■ **DIRECTIONS**
From the line containing "Would you be able to mark the limestone" onward to the last line of the data below, copy each line exactly and add nothing.

■ **TASK INPUT**
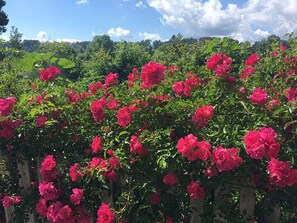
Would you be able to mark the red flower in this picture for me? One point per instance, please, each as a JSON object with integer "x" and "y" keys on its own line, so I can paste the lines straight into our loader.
{"x": 186, "y": 146}
{"x": 105, "y": 215}
{"x": 291, "y": 93}
{"x": 6, "y": 105}
{"x": 74, "y": 172}
{"x": 203, "y": 150}
{"x": 202, "y": 115}
{"x": 111, "y": 79}
{"x": 152, "y": 73}
{"x": 49, "y": 73}
{"x": 112, "y": 104}
{"x": 124, "y": 117}
{"x": 41, "y": 207}
{"x": 96, "y": 144}
{"x": 48, "y": 190}
{"x": 261, "y": 143}
{"x": 97, "y": 109}
{"x": 132, "y": 77}
{"x": 77, "y": 196}
{"x": 137, "y": 147}
{"x": 40, "y": 121}
{"x": 195, "y": 190}
{"x": 259, "y": 96}
{"x": 252, "y": 59}
{"x": 226, "y": 159}
{"x": 7, "y": 201}
{"x": 169, "y": 220}
{"x": 66, "y": 214}
{"x": 155, "y": 198}
{"x": 53, "y": 212}
{"x": 170, "y": 179}
{"x": 273, "y": 104}
{"x": 48, "y": 163}
{"x": 247, "y": 72}
{"x": 178, "y": 87}
{"x": 280, "y": 173}
{"x": 114, "y": 162}
{"x": 95, "y": 87}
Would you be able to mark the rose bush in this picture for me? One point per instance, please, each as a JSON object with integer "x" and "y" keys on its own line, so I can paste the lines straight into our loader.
{"x": 152, "y": 144}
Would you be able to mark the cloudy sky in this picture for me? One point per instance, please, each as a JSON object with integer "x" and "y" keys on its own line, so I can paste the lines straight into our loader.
{"x": 134, "y": 20}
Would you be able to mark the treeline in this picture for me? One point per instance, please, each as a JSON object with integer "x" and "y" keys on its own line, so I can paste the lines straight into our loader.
{"x": 96, "y": 58}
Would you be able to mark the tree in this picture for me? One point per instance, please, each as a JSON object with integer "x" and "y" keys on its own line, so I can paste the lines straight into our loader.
{"x": 3, "y": 17}
{"x": 15, "y": 38}
{"x": 101, "y": 41}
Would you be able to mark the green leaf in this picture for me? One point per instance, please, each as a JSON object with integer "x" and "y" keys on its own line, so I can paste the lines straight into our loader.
{"x": 65, "y": 63}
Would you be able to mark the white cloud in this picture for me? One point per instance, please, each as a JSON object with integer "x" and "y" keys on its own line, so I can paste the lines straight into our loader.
{"x": 255, "y": 20}
{"x": 5, "y": 38}
{"x": 151, "y": 36}
{"x": 118, "y": 32}
{"x": 140, "y": 5}
{"x": 79, "y": 2}
{"x": 68, "y": 40}
{"x": 42, "y": 36}
{"x": 93, "y": 33}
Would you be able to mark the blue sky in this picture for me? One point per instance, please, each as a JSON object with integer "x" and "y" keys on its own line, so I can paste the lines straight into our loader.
{"x": 134, "y": 20}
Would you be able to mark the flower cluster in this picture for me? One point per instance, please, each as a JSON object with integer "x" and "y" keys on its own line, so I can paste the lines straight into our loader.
{"x": 6, "y": 105}
{"x": 96, "y": 144}
{"x": 8, "y": 201}
{"x": 49, "y": 205}
{"x": 202, "y": 115}
{"x": 281, "y": 174}
{"x": 259, "y": 96}
{"x": 261, "y": 143}
{"x": 195, "y": 190}
{"x": 97, "y": 109}
{"x": 49, "y": 73}
{"x": 105, "y": 214}
{"x": 8, "y": 127}
{"x": 137, "y": 147}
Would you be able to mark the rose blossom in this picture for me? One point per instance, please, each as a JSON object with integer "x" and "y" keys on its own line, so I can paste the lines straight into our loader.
{"x": 226, "y": 159}
{"x": 170, "y": 179}
{"x": 281, "y": 174}
{"x": 105, "y": 215}
{"x": 202, "y": 115}
{"x": 195, "y": 190}
{"x": 40, "y": 121}
{"x": 259, "y": 96}
{"x": 6, "y": 105}
{"x": 96, "y": 144}
{"x": 124, "y": 116}
{"x": 261, "y": 143}
{"x": 77, "y": 196}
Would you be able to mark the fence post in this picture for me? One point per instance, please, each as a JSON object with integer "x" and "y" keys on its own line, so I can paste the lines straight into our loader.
{"x": 247, "y": 202}
{"x": 197, "y": 210}
{"x": 220, "y": 192}
{"x": 25, "y": 181}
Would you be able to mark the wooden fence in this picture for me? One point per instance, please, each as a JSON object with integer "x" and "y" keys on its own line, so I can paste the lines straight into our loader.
{"x": 247, "y": 200}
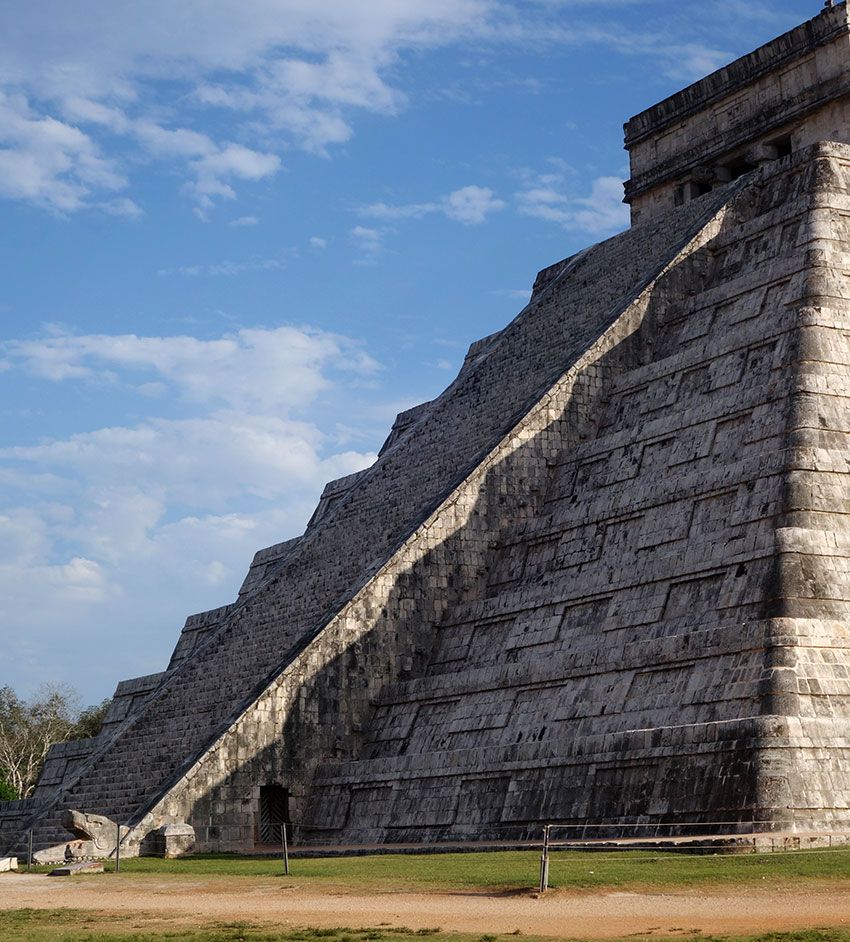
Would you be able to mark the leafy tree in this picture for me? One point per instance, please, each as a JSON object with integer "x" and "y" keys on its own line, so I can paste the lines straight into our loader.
{"x": 29, "y": 728}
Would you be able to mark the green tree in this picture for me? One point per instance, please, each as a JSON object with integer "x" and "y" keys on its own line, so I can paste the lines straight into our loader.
{"x": 29, "y": 728}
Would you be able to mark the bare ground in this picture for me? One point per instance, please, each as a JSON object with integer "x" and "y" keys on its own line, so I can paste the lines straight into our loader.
{"x": 591, "y": 915}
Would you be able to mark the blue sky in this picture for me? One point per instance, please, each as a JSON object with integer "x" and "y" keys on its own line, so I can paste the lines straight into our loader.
{"x": 239, "y": 237}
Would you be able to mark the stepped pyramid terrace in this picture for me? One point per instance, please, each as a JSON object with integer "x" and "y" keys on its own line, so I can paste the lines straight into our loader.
{"x": 603, "y": 578}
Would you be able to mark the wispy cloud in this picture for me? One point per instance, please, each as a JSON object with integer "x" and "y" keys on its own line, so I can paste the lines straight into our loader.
{"x": 80, "y": 90}
{"x": 226, "y": 269}
{"x": 469, "y": 205}
{"x": 368, "y": 242}
{"x": 548, "y": 196}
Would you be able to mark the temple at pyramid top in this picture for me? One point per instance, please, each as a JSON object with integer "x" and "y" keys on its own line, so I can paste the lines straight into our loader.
{"x": 789, "y": 93}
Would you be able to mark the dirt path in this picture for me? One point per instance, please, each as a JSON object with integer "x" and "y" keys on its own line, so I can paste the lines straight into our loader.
{"x": 589, "y": 915}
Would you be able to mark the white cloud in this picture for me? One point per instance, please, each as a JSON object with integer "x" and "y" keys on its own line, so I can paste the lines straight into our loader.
{"x": 138, "y": 523}
{"x": 71, "y": 81}
{"x": 226, "y": 268}
{"x": 368, "y": 241}
{"x": 469, "y": 205}
{"x": 265, "y": 368}
{"x": 545, "y": 196}
{"x": 91, "y": 90}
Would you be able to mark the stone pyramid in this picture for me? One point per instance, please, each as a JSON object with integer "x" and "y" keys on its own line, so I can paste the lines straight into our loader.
{"x": 603, "y": 578}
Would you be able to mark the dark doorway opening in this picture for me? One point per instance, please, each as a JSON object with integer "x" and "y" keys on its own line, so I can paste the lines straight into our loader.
{"x": 274, "y": 814}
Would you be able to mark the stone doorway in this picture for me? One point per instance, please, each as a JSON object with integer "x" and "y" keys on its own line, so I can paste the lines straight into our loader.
{"x": 273, "y": 814}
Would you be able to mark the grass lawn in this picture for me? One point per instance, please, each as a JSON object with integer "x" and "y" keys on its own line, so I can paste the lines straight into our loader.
{"x": 70, "y": 925}
{"x": 515, "y": 870}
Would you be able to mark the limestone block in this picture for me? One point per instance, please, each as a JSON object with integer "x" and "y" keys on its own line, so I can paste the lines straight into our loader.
{"x": 81, "y": 867}
{"x": 170, "y": 840}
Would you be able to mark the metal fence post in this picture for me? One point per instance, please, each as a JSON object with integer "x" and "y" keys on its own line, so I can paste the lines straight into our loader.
{"x": 544, "y": 861}
{"x": 285, "y": 848}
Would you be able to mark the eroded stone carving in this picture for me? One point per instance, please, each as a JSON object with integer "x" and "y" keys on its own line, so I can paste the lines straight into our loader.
{"x": 96, "y": 835}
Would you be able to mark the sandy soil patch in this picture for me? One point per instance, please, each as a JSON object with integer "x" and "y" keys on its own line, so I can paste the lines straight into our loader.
{"x": 599, "y": 915}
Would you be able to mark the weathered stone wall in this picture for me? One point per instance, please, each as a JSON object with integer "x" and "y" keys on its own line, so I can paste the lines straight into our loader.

■ **ANSWER TO THIS PROBLEM**
Would you be able to mark the limestone block in this picture for me? One point per instance, please, each as a JSON object with integer "x" and "y" keys on its own line, so I can paste the lines straight into our loader.
{"x": 81, "y": 867}
{"x": 170, "y": 840}
Would you be able to mark the metal fence post in this picture for me? One point per instance, please, each as a JSON object with integer "x" and "y" keys on its own line, so I can paste the lines straight into our loader.
{"x": 544, "y": 861}
{"x": 285, "y": 848}
Would you be able to mark the eroded stone carving in this picture for me? One point per instance, please, each as a JSON object with integer "x" and "y" keys on its own line, so I can paste the lines straight into our loader.
{"x": 96, "y": 835}
Would you be able to mark the sandy soil patch in this picture for me? One point per instance, please, each as a JSON object with integer "x" and "y" keys on its own line, so I can paste the lines straight into our loader.
{"x": 599, "y": 915}
Would you be able to mark the weathered stone wall in this picture for me? One point per instance, please, each as a JSON object with integer "x" and "y" keys on its own line, so I can paste the lines straight into our loader.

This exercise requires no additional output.